▶ [WHAT NEEDS TO BE DONE]: Give the rows from the line containing "pin: the earring, one" through the end of the records as a JSON list of strings, one string per line, with blank lines left out.

··· RECORDED INFORMATION ···

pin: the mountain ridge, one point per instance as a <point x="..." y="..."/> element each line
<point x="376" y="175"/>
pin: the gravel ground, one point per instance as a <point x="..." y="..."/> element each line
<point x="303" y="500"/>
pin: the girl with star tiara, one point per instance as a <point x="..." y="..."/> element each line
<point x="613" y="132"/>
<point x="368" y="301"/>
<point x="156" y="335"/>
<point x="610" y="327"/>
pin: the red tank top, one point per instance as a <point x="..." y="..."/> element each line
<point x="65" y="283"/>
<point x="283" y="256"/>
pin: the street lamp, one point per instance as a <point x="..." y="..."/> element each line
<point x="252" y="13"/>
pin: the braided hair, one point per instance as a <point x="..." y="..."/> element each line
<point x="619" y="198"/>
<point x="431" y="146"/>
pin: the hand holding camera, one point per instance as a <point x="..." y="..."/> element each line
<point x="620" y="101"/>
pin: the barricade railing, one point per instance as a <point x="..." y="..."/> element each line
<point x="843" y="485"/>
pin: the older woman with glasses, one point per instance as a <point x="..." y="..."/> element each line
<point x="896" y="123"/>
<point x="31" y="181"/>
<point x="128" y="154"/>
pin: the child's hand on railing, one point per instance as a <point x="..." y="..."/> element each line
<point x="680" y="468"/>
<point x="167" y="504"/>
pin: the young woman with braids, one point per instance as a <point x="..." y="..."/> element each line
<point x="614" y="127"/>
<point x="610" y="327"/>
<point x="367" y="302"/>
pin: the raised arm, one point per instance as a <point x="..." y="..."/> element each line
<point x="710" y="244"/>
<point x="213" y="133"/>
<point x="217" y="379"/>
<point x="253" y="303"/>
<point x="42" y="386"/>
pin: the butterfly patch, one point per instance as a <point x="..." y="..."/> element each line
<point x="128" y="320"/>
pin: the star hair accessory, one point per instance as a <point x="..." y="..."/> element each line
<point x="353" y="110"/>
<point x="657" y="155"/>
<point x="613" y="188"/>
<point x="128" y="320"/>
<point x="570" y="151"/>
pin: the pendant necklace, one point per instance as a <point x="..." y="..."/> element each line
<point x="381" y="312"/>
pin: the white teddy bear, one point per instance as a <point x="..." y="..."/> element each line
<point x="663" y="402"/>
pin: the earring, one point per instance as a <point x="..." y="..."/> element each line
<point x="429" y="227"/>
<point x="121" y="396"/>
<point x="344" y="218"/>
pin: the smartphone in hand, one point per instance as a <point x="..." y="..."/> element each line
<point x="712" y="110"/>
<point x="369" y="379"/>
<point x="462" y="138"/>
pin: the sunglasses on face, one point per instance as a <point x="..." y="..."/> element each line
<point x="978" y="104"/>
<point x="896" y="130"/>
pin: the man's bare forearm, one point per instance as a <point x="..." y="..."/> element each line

···

▶ [EXERCISE SOLUTION]:
[
  "pin: the earring, one point per instance as a <point x=\"...\" y=\"...\"/> element each line",
  "<point x=\"429\" y=\"227\"/>",
  "<point x=\"121\" y=\"396\"/>",
  "<point x=\"344\" y=\"218\"/>",
  "pin: the smartphone in hand, one point per instance as a <point x=\"...\" y=\"...\"/> element each line",
  "<point x=\"712\" y=\"110\"/>",
  "<point x=\"369\" y=\"379\"/>",
  "<point x=\"462\" y=\"138\"/>",
  "pin: the sunglasses on face, one point per instance as a <point x=\"...\" y=\"...\"/> element each line",
  "<point x=\"978\" y=\"104\"/>",
  "<point x=\"896\" y=\"130\"/>",
  "pin: the man's bare forearm, one point per instance as a <point x=\"...\" y=\"...\"/> element each line"
]